=== Input records ===
= = =

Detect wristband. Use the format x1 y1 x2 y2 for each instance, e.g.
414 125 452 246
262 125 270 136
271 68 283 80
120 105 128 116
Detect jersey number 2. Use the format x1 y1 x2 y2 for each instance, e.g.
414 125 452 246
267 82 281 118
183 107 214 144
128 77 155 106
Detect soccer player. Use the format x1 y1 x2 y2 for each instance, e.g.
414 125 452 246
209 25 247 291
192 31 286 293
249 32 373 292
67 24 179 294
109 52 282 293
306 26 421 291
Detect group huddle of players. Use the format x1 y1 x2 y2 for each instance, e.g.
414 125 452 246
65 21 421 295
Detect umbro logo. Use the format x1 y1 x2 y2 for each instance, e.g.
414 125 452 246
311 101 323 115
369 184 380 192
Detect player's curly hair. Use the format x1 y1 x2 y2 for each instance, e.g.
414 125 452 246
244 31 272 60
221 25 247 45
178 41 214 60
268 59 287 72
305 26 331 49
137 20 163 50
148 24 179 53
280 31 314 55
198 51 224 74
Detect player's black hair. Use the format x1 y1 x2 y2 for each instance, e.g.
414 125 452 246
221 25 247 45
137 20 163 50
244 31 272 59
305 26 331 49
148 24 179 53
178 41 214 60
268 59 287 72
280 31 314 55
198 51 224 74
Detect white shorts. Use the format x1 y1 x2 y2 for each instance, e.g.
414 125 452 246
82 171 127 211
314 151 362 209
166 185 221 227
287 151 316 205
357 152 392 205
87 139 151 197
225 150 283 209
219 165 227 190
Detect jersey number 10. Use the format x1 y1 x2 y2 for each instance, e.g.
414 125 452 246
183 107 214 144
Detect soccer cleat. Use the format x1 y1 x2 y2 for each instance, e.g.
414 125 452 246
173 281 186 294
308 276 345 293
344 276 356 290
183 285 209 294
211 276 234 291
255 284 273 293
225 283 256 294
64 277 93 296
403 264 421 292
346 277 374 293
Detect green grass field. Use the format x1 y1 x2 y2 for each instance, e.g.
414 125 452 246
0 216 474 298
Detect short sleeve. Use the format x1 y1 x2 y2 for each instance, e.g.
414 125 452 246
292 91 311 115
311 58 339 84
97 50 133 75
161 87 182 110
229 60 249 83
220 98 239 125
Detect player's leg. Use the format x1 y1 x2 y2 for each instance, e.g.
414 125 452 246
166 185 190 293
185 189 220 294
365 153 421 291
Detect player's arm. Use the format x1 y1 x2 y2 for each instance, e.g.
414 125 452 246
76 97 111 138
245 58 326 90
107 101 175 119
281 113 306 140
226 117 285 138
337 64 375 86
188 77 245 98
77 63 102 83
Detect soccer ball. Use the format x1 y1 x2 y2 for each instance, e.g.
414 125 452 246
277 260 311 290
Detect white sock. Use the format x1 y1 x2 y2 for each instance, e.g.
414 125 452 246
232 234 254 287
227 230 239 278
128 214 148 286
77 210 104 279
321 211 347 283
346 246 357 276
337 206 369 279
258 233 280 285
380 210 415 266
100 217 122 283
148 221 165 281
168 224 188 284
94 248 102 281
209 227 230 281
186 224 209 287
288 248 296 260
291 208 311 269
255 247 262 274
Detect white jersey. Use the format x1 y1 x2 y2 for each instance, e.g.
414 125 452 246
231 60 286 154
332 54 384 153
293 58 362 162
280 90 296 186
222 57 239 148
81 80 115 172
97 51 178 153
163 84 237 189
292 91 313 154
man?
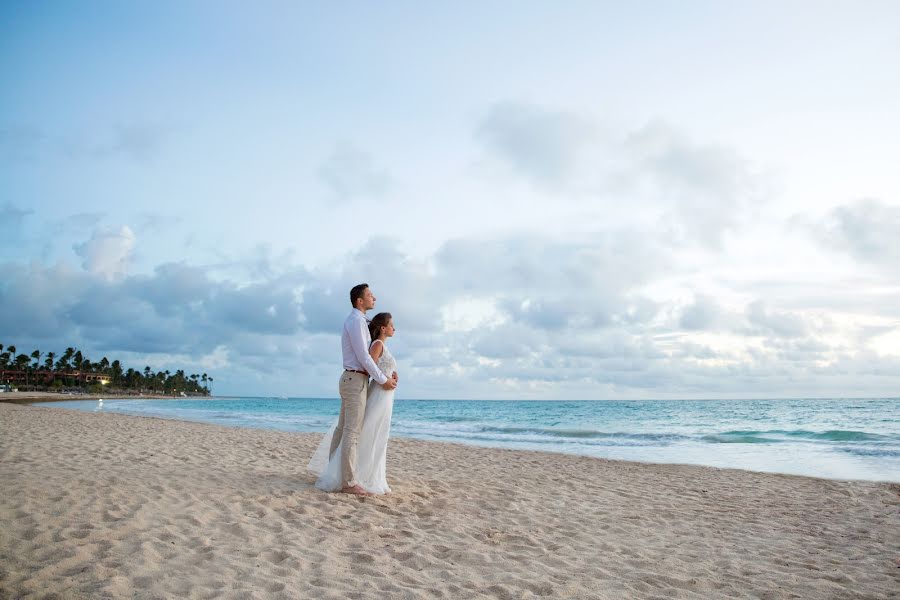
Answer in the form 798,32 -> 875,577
328,283 -> 397,496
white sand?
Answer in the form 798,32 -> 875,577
0,404 -> 900,599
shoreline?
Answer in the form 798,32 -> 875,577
22,393 -> 900,484
0,404 -> 900,599
0,392 -> 205,405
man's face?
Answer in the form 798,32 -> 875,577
360,288 -> 375,311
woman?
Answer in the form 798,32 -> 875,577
307,313 -> 397,494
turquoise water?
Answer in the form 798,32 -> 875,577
39,398 -> 900,482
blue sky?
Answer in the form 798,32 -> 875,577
0,2 -> 900,398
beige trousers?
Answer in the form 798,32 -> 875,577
328,371 -> 369,487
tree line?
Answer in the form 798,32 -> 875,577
0,344 -> 213,396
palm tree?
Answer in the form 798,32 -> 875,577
16,354 -> 31,385
31,350 -> 41,381
110,360 -> 122,385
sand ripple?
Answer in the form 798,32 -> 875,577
0,404 -> 900,599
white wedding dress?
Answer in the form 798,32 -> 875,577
306,340 -> 397,494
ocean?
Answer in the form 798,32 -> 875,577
38,398 -> 900,482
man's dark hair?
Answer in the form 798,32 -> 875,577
350,283 -> 369,308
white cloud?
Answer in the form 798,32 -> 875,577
74,225 -> 135,279
318,143 -> 393,200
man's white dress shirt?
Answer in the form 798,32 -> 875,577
341,308 -> 387,383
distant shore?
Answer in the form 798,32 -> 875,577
0,392 -> 198,404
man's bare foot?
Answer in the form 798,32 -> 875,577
341,485 -> 372,496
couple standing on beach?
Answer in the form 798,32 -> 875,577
307,283 -> 398,496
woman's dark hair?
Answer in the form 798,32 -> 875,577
369,313 -> 393,340
350,283 -> 369,308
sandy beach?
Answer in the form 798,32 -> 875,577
0,404 -> 900,599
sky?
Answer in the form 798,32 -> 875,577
0,0 -> 900,400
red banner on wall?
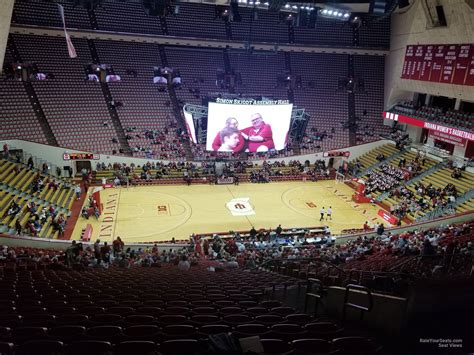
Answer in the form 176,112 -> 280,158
430,46 -> 446,83
429,130 -> 466,147
402,46 -> 414,79
377,209 -> 398,224
383,111 -> 474,141
401,44 -> 474,86
453,44 -> 474,85
464,46 -> 474,86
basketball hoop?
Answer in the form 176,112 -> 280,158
336,172 -> 347,184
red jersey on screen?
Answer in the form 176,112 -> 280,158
241,123 -> 275,153
212,132 -> 245,153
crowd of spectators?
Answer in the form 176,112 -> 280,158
393,101 -> 474,129
1,154 -> 76,237
0,223 -> 474,276
389,182 -> 458,219
117,123 -> 188,160
365,164 -> 410,195
91,160 -> 330,186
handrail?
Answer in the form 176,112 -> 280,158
304,278 -> 323,318
342,284 -> 374,324
260,258 -> 347,274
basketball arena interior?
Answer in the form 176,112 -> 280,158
0,0 -> 474,355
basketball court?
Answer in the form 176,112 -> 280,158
72,180 -> 383,243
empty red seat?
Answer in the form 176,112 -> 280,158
114,341 -> 158,355
292,338 -> 332,355
18,340 -> 64,355
123,314 -> 156,326
332,336 -> 380,355
160,339 -> 202,355
199,324 -> 232,337
190,314 -> 220,326
49,325 -> 86,343
260,339 -> 293,354
67,340 -> 113,355
232,324 -> 269,338
123,325 -> 160,341
255,314 -> 283,325
86,325 -> 122,343
285,313 -> 314,325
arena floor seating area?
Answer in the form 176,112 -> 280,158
0,159 -> 75,239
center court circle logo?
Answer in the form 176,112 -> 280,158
226,197 -> 255,216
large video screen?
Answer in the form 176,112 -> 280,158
183,110 -> 197,143
206,99 -> 293,153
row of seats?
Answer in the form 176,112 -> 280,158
0,337 -> 380,355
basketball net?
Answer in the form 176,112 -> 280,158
336,171 -> 347,184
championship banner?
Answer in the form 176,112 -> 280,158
400,44 -> 474,86
429,130 -> 466,147
383,111 -> 474,141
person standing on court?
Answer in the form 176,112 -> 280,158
319,206 -> 326,222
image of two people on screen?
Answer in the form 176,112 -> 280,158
212,113 -> 275,153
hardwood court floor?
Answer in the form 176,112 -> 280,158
72,180 -> 383,243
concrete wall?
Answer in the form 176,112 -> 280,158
326,286 -> 408,336
0,0 -> 15,72
385,0 -> 474,108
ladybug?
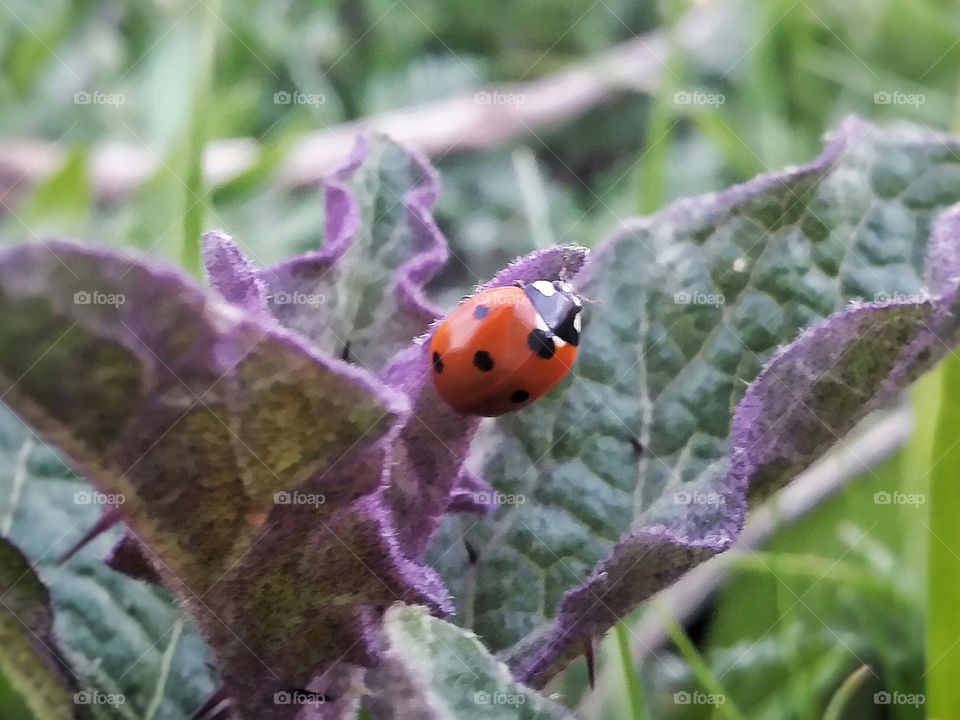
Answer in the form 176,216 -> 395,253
428,280 -> 582,417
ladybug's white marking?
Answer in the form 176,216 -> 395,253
533,280 -> 557,297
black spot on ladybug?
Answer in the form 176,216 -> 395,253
527,328 -> 557,360
510,390 -> 530,403
473,350 -> 493,372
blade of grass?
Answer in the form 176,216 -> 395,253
616,622 -> 647,720
654,601 -> 746,720
925,354 -> 960,717
180,0 -> 221,275
823,665 -> 870,720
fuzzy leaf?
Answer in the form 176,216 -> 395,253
0,243 -> 452,717
371,605 -> 573,720
204,136 -> 447,370
383,245 -> 587,557
0,538 -> 74,720
0,407 -> 214,720
428,120 -> 960,686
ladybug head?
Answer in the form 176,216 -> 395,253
523,280 -> 583,346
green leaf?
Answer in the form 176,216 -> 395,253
0,538 -> 73,720
921,354 -> 960,717
0,407 -> 214,720
436,115 -> 960,682
371,605 -> 573,720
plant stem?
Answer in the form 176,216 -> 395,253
657,605 -> 746,720
180,0 -> 221,276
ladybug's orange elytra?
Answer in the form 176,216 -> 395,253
428,280 -> 581,417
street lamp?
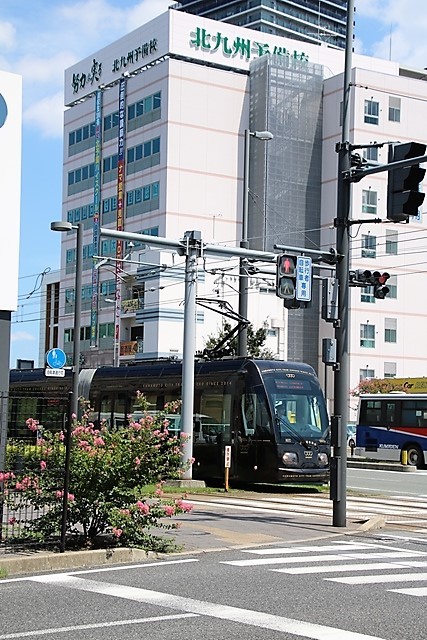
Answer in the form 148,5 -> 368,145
50,220 -> 83,416
238,129 -> 273,357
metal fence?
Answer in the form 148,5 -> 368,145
0,394 -> 69,553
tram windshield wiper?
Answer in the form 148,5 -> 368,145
277,416 -> 311,449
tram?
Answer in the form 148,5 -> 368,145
8,358 -> 330,484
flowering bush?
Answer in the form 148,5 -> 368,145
0,395 -> 191,550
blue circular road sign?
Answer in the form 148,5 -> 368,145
46,349 -> 67,369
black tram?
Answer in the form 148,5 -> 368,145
9,358 -> 330,483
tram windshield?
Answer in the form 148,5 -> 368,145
266,372 -> 329,442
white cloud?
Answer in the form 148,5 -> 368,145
0,22 -> 16,51
23,91 -> 64,138
356,0 -> 427,69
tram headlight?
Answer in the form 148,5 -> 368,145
317,452 -> 329,467
282,451 -> 298,467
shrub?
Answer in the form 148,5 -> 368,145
0,394 -> 191,550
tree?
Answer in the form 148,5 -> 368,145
351,378 -> 405,397
205,322 -> 274,360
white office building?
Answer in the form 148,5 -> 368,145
54,9 -> 427,420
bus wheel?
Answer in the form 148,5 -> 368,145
406,445 -> 424,469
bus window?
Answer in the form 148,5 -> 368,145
402,400 -> 427,427
361,400 -> 381,425
385,402 -> 396,426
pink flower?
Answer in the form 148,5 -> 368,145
175,500 -> 193,513
25,418 -> 39,431
136,500 -> 150,515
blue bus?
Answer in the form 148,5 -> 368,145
355,391 -> 427,469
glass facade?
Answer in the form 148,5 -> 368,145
173,0 -> 347,49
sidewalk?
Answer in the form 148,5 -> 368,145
0,493 -> 384,578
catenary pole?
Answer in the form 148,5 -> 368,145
331,0 -> 354,527
181,231 -> 200,480
237,129 -> 250,358
100,228 -> 277,480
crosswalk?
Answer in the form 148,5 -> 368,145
192,494 -> 427,533
221,540 -> 427,597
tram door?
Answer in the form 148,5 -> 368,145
193,386 -> 233,479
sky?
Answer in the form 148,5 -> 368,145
0,0 -> 427,367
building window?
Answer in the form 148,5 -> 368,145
363,147 -> 378,162
388,96 -> 401,122
104,111 -> 119,131
360,287 -> 375,304
64,329 -> 74,343
99,322 -> 114,340
362,189 -> 378,216
384,318 -> 397,344
384,362 -> 397,378
362,234 -> 377,258
365,100 -> 380,124
360,324 -> 375,349
385,229 -> 398,256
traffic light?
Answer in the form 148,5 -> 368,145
350,269 -> 376,287
276,254 -> 297,300
387,142 -> 426,222
372,271 -> 390,300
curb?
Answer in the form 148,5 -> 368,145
347,458 -> 417,473
357,516 -> 385,531
0,547 -> 158,576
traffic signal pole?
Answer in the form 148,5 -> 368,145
330,0 -> 354,527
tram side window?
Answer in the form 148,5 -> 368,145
242,393 -> 272,439
402,400 -> 427,427
199,391 -> 232,444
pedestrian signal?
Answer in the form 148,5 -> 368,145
276,254 -> 297,300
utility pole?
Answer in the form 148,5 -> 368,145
330,0 -> 354,527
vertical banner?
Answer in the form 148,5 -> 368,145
90,89 -> 102,347
114,78 -> 126,367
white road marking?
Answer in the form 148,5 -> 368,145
389,587 -> 427,597
272,560 -> 427,575
0,558 -> 199,587
0,613 -> 199,640
31,574 -> 392,640
242,540 -> 384,556
220,551 -> 427,567
325,573 -> 427,584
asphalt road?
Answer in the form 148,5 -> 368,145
0,534 -> 427,640
347,468 -> 427,498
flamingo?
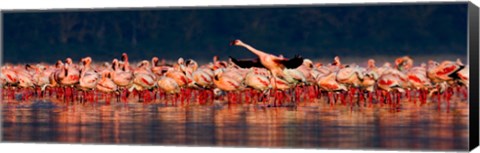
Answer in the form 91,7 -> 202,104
111,54 -> 133,100
213,69 -> 244,103
245,70 -> 272,101
317,72 -> 347,105
79,57 -> 100,100
96,71 -> 118,103
230,39 -> 303,80
128,60 -> 156,101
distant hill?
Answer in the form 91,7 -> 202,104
3,3 -> 467,63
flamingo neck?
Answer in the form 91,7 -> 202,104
240,43 -> 267,57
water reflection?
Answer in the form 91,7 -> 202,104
2,100 -> 468,150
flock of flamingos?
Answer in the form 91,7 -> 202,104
0,40 -> 469,106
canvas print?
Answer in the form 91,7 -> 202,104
0,2 -> 470,150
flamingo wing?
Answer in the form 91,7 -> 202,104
275,55 -> 303,69
229,56 -> 265,68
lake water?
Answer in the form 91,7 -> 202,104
2,94 -> 469,150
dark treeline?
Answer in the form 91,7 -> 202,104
3,3 -> 467,63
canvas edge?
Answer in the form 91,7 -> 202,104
3,0 -> 469,14
467,2 -> 480,151
0,10 -> 4,142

= = =

=== Written request ===
Repeat the data from the line with "tram side window?" to the line with "128,60 -> 156,101", leaving out the pictures.

=== Expected output ===
tram side window?
Answer in the form 148,5 -> 368,145
242,393 -> 272,439
402,400 -> 427,427
199,391 -> 232,444
pedestrian signal?
Answer in the form 148,5 -> 368,145
276,254 -> 297,300
utility pole?
Answer in the form 148,5 -> 368,145
330,0 -> 354,527
vertical banner?
Answer in the form 148,5 -> 368,145
90,89 -> 102,347
114,78 -> 126,367
white road marking?
Answer in the form 148,5 -> 368,145
389,587 -> 427,597
272,560 -> 427,575
0,558 -> 199,587
0,613 -> 199,640
31,574 -> 392,640
242,540 -> 384,556
220,551 -> 427,567
325,573 -> 427,584
asphalt road?
Answer in the form 148,5 -> 368,145
0,534 -> 427,640
347,468 -> 427,498
flamingo?
Answer in the form 91,7 -> 202,104
111,54 -> 133,100
213,69 -> 244,103
245,70 -> 272,101
317,72 -> 347,105
79,57 -> 100,100
96,71 -> 118,103
230,39 -> 303,80
128,60 -> 156,101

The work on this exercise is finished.